→ Problem to solve: From the text below about the album Louis Under the Stars, list every song title named in the AllMusic review.

Studio album by Louis Armstrong
- Released: November 1958
- Recorded: August 14, 1957
- Studio: Capitol (Hollywood)
- Genre: Jazz
- Length: 45:44
- Label: Verve MGV 4012

Louis Armstrong chronology
| New Orleans Nights (1958) | Louis Under the Stars (1958) | Louis and the Angels (1958) |

= Louis Under the Stars =

Louis Under the Stars is a 1958 album by Louis Armstrong, arranged by Russell Garcia. The album was recorded on the same day as Armstrong's 1958 album I've Got the World on a String; the previous day he had finished recording Ella and Louis Again with Ella Fitzgerald.

==Reception==

Billboard magazine reviewed the album in their November 5, 1958, issue and wrote that "The great artist gives a brace of standards his wonderful and soulful, gravel-voiced treatment...The combination of talents puts this package in the top flight category".

Scott Yanow reviewed the album for AllMusic and wrote that "Although the accompaniment is pretty straight and unadventurous, it is enjoyable to hear Satch's interpretations of such songs as 'Have You Met Miss Jones,' 'I Only Have Eyes for You,' 'Home,' and 'East of the Sun.' Many of his trumpet solos in the medium-tempo material are brief but dramatic, and his singing is typically expressive and good-humored".

→ Supplied records:
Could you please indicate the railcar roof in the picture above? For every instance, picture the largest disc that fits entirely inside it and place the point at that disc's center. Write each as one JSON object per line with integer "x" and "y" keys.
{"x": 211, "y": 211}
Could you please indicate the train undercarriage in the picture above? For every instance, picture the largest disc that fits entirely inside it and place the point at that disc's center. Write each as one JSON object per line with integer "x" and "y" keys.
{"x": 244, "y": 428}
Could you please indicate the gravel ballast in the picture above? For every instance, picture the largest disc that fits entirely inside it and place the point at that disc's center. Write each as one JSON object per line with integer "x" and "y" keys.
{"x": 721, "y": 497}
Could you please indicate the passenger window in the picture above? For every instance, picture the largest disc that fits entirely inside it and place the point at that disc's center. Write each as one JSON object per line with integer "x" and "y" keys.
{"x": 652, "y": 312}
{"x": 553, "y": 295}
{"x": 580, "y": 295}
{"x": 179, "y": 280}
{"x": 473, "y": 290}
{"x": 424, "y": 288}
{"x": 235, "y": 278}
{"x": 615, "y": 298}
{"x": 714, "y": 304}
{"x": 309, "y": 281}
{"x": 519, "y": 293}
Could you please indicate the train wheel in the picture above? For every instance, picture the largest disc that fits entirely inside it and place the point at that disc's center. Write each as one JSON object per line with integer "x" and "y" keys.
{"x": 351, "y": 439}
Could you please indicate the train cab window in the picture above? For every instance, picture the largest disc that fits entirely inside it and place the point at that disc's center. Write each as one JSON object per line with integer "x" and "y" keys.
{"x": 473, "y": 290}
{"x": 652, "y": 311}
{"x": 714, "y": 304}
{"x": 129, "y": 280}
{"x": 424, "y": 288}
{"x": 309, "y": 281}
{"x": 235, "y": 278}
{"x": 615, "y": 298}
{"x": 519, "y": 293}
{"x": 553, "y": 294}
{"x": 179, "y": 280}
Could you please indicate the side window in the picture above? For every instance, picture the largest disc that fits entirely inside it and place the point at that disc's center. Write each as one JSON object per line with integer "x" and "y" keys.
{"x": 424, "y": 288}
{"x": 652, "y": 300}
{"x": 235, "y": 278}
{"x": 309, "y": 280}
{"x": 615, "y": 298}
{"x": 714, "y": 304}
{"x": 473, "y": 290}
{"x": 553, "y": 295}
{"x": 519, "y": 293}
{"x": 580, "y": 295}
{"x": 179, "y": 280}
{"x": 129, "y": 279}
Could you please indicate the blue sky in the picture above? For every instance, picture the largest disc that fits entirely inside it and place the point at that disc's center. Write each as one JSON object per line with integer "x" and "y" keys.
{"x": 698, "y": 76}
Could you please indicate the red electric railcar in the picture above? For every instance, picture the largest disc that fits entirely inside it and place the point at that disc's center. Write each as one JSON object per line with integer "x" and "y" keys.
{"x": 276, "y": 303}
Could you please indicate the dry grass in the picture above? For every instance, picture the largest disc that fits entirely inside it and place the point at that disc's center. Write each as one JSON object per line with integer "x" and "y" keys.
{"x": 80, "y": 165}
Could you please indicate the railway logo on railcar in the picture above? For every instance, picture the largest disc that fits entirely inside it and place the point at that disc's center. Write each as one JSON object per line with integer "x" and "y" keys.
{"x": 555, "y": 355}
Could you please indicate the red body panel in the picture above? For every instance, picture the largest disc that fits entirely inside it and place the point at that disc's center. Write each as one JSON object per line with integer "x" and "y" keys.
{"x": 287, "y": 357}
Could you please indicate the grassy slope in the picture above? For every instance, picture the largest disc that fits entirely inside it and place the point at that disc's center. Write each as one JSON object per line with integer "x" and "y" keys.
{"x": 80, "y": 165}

→ Output of the exercise:
- Have You Met Miss Jones
- I Only Have Eyes for You
- Home
- East of the Sun